----- Data lines -----

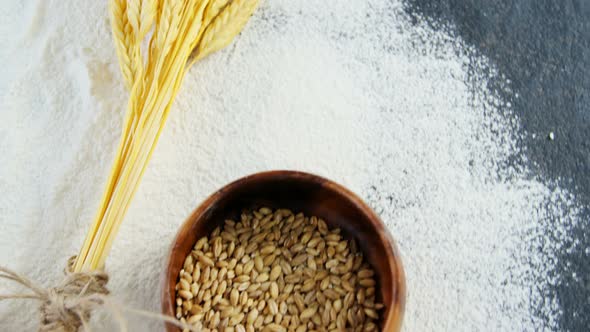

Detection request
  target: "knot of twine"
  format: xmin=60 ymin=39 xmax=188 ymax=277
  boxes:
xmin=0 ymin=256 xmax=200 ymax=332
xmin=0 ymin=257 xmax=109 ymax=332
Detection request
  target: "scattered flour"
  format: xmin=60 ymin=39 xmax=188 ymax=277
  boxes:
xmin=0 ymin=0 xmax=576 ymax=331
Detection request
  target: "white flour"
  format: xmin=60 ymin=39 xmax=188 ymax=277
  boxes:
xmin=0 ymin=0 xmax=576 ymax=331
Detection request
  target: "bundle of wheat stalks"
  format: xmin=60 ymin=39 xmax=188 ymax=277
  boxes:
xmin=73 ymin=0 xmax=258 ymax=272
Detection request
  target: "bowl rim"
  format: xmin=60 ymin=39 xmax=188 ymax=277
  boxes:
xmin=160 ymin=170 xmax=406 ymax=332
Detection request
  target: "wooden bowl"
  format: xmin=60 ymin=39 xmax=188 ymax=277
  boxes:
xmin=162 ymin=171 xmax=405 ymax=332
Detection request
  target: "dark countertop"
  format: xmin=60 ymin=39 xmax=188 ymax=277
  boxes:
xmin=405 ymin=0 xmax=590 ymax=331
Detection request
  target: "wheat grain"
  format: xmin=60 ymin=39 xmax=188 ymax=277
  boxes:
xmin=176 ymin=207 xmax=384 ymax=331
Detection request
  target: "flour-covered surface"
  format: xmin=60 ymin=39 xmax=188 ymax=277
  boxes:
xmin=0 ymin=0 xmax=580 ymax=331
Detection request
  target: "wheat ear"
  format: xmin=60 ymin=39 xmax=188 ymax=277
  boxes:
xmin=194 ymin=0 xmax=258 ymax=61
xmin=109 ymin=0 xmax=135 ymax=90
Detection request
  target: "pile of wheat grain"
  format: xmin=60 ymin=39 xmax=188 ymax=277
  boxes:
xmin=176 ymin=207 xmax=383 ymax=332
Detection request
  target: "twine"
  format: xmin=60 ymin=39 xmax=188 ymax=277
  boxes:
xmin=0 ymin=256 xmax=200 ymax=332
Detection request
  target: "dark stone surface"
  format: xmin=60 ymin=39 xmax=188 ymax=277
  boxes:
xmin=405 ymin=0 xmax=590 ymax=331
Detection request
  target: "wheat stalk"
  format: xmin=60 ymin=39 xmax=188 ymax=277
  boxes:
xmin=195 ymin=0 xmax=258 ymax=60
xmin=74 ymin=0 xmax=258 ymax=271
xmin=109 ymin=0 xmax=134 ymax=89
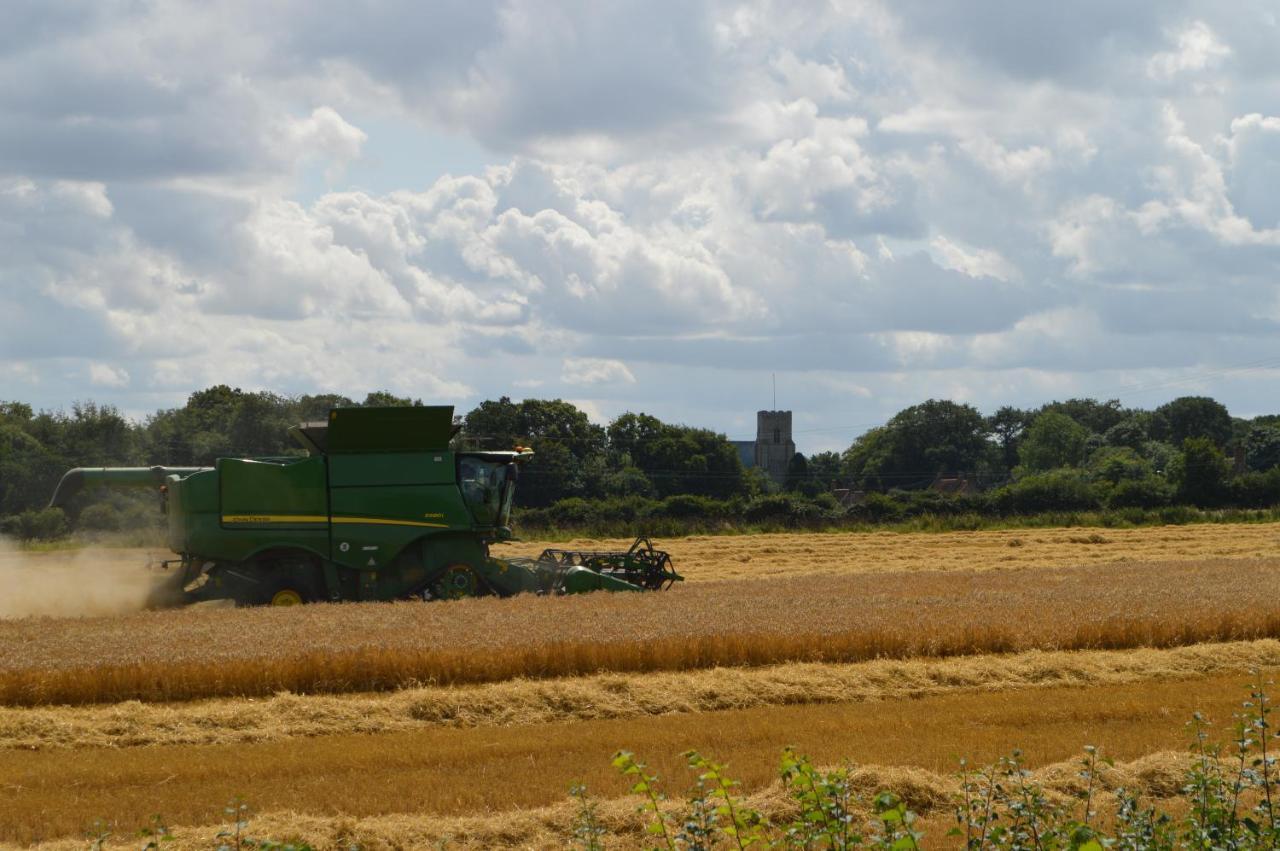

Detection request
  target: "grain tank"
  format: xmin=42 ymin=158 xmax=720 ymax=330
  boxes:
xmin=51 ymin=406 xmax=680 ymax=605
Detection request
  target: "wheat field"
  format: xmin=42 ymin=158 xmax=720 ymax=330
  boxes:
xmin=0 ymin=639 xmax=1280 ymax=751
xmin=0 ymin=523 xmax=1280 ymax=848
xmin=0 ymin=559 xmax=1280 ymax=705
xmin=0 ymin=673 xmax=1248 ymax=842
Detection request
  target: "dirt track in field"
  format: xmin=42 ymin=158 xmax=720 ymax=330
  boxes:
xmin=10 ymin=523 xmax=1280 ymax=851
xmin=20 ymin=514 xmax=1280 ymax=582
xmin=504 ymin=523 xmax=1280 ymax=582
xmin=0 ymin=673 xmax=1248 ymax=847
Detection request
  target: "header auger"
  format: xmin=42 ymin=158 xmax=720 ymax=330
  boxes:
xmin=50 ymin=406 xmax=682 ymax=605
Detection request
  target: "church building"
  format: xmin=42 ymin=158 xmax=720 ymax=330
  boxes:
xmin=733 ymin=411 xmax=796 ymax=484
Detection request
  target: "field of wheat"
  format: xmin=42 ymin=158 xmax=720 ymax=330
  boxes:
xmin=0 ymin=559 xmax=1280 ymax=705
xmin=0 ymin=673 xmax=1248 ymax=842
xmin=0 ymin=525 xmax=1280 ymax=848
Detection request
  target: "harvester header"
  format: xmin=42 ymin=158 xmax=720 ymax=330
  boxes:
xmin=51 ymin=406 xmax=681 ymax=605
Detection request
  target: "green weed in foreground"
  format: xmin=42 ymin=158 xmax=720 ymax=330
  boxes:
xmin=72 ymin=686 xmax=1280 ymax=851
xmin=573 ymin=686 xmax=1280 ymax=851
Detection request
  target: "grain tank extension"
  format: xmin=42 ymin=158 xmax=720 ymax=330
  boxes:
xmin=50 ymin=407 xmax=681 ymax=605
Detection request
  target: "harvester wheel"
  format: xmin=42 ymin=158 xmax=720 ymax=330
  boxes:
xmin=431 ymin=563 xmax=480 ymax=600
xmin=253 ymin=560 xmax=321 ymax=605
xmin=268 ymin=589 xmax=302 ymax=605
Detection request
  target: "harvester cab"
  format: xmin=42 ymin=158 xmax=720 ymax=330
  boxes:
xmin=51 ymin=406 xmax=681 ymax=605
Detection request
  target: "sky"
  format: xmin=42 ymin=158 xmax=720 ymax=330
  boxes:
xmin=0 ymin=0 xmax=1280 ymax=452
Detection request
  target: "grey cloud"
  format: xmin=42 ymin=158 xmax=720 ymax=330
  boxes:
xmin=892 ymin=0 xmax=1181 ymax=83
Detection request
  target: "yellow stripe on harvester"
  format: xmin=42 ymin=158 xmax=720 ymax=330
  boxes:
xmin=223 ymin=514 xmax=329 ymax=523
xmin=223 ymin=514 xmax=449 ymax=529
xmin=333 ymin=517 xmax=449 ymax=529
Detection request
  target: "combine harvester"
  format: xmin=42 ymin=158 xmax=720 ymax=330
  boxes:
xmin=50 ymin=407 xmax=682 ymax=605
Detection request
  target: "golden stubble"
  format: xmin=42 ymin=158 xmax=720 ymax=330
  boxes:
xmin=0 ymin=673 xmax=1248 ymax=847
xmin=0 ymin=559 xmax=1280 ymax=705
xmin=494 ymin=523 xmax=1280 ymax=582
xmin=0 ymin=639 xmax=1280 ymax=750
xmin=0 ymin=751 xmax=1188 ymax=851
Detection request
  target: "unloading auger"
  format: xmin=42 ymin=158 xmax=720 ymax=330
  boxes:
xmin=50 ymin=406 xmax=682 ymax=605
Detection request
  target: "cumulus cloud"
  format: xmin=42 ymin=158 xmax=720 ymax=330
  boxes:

-----

_The exercise_
Identify every line of the material that contains the string "flour", and copy each one in full.

_Correct result_
  target: "scattered flour"
  target: "white flour"
  target: "flour-covered surface"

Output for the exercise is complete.